● **Document excerpt**
The Eagle Ford, Bakken and other operating areas often prove to be challenging areas for the successful, long-term operation of gas lift valves due to numerous factors which may compromise the efficiency of the installation and reduce production and life expectancy of the valve. These factors may include well bore heat, well bore fluids and gases, well bore contaminants and debris, offset fracturing activity, natural formation pressure and introduced, non-naturally occurring pressure. 
Wellbore heat and wellbore fluids act to degrade sealing components by causing expansion and contraction or other deformities of the elastomer, while wellbore gases can also cause degradation of sealing components by permeating into the sealing elastomers. Wellbore contaminants and debris may find their way into the dome bore thus contaminating the valve core causing sticking and/or find their way into the charged chamber. Offset fracturing activity can damage the elastomer or can increase the set pressure in the bellows reducing integrity of the valve.

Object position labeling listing

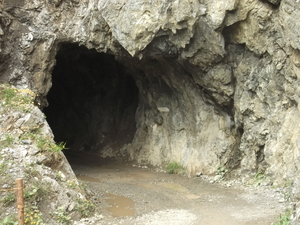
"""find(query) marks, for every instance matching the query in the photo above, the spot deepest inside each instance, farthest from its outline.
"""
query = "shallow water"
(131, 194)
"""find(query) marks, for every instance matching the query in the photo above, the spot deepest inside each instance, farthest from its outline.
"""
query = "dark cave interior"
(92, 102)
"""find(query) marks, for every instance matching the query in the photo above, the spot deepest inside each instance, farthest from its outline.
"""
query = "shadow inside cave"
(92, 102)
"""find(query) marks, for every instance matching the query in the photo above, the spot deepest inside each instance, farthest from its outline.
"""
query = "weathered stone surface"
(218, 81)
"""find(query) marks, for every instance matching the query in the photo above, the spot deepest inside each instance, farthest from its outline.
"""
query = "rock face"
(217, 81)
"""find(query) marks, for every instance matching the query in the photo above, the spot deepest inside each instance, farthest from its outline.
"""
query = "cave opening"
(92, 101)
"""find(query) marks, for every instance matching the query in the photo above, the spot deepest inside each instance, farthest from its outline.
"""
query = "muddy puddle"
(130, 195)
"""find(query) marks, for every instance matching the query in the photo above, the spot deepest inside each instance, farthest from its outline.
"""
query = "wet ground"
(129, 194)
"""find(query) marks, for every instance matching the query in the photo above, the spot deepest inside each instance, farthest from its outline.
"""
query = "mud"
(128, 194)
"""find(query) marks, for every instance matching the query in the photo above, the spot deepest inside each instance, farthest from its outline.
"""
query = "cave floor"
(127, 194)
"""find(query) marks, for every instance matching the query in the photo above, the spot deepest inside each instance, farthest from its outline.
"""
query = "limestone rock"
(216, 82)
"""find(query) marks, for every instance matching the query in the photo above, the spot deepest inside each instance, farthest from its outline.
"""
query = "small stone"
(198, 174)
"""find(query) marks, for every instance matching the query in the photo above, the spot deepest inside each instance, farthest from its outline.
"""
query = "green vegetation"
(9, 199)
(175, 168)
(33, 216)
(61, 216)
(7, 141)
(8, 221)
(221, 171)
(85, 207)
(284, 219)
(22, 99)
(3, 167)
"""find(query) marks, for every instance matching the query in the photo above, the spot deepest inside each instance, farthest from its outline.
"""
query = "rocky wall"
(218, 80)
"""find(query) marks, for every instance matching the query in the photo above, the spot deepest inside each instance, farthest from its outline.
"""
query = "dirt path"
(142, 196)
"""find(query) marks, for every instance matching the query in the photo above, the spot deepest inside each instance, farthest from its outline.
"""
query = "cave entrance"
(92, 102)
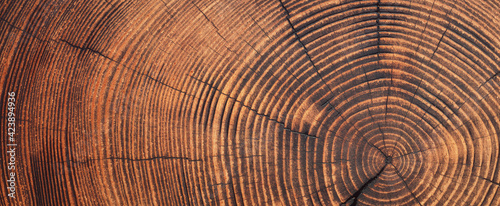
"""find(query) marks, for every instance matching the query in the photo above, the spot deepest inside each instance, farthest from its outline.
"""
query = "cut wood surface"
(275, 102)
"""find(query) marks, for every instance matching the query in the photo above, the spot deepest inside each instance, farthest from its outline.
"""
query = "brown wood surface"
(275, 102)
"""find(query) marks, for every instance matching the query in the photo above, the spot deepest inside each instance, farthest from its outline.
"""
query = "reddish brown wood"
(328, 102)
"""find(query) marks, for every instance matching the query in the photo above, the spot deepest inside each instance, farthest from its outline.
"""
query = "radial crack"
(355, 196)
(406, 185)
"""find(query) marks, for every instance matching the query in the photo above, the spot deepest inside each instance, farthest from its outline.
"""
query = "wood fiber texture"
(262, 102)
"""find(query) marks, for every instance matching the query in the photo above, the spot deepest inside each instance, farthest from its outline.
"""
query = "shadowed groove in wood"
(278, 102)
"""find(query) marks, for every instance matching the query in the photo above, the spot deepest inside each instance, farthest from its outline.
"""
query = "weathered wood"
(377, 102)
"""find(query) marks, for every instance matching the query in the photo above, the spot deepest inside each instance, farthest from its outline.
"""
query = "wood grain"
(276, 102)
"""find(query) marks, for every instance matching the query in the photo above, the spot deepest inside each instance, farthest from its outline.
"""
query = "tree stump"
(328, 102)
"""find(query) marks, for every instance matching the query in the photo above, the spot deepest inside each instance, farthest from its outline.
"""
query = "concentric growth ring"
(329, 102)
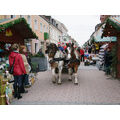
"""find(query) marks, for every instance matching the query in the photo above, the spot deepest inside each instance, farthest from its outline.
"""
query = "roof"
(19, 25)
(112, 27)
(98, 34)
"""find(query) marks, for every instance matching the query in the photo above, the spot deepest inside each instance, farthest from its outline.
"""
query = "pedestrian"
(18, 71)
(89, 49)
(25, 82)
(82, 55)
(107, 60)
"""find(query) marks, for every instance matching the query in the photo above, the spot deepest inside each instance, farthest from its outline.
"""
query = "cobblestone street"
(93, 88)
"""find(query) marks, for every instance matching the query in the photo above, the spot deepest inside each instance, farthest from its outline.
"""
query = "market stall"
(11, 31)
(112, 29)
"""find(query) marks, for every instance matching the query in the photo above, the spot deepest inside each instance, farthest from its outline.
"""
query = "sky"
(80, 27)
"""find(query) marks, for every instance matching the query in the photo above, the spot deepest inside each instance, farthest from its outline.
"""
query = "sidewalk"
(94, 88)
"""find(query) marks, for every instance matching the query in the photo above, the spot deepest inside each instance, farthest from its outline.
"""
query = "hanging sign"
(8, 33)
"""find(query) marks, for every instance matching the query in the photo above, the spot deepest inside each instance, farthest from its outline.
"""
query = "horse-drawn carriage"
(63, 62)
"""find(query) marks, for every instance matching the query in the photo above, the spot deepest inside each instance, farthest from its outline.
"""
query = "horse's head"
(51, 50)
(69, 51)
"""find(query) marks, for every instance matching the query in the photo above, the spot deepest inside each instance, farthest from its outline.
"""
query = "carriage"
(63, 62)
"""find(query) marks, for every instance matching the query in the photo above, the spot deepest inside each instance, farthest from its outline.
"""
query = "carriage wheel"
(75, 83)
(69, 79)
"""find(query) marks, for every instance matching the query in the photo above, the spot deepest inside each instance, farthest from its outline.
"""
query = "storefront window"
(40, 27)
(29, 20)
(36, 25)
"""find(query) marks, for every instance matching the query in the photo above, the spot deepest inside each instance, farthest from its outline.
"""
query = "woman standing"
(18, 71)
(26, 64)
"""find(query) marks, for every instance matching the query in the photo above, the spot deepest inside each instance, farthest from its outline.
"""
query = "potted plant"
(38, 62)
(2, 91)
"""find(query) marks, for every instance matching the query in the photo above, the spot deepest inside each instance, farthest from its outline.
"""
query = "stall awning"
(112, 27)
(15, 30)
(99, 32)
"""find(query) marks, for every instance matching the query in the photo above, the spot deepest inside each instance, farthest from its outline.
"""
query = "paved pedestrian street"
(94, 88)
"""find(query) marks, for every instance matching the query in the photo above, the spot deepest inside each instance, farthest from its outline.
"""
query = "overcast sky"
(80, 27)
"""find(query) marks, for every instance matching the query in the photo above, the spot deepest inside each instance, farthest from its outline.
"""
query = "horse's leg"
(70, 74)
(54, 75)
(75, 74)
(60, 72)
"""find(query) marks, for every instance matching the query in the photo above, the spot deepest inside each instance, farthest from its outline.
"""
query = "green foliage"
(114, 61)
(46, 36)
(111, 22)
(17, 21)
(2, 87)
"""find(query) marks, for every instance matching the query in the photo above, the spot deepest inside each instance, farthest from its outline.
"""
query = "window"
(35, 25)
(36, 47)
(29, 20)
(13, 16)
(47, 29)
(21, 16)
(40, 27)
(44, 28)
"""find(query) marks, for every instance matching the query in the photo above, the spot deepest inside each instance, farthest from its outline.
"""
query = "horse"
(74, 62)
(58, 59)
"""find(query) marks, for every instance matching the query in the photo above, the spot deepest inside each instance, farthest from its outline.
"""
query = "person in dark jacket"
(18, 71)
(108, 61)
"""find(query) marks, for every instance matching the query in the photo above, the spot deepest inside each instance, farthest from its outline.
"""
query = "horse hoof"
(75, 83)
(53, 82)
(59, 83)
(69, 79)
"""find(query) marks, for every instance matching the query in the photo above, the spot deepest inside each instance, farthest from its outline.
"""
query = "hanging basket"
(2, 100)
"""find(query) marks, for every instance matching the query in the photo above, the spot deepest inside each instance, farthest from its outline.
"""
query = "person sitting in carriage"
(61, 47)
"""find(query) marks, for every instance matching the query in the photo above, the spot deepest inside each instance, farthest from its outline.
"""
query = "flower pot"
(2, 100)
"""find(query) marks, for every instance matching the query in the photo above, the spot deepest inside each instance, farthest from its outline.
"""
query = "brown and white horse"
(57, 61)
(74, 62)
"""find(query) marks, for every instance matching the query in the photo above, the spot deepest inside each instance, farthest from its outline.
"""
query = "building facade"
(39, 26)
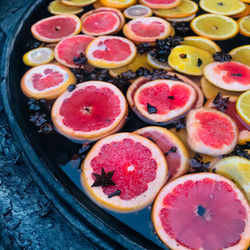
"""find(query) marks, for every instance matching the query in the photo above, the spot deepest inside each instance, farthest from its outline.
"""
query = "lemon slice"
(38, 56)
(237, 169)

● **Your tasks**
(a) Restate word for word the part of the gas lift valve passage that opens with the words "Wellbore heat and" and closes with "integrity of the valve.".
(b) Decide whether each statement agrees with the gas lift valve passage, answering yes or no and quoting the deciding words: (i) Offset fracturing activity can raise the set pressure in the bellows. (ii) Wellbore gases harm sealing components only through expansion and contraction of the elastomer. (iii) Wellbore contaminants and debris may get into the dome bore.
(c) In the gas lift valve passage, what can result when contaminants contaminate the valve core?
The listing was drawn from a separate source.

● **Outputs by task**
(a)
Wellbore heat and wellbore fluids act to degrade sealing components by causing expansion and contraction or other deformities of the elastomer, while wellbore gases can also cause degradation of sealing components by permeating into the sealing elastomers. Wellbore contaminants and debris may find their way into the dome bore thus contaminating the valve core causing sticking and/or find their way into the charged chamber. Offset fracturing activity can damage the elastomer or can increase the set pressure in the bellows reducing integrity of the valve.

(b)
(i) Yes: "can increase the set pressure in the bellows reducing integrity of the valve"
(ii) No: "wellbore gases can also cause degradation of sealing components by permeating into the sealing elastomers"
(iii) Yes: "Wellbore contaminants and debris may find their way into the dome bore"

(c) Sticking.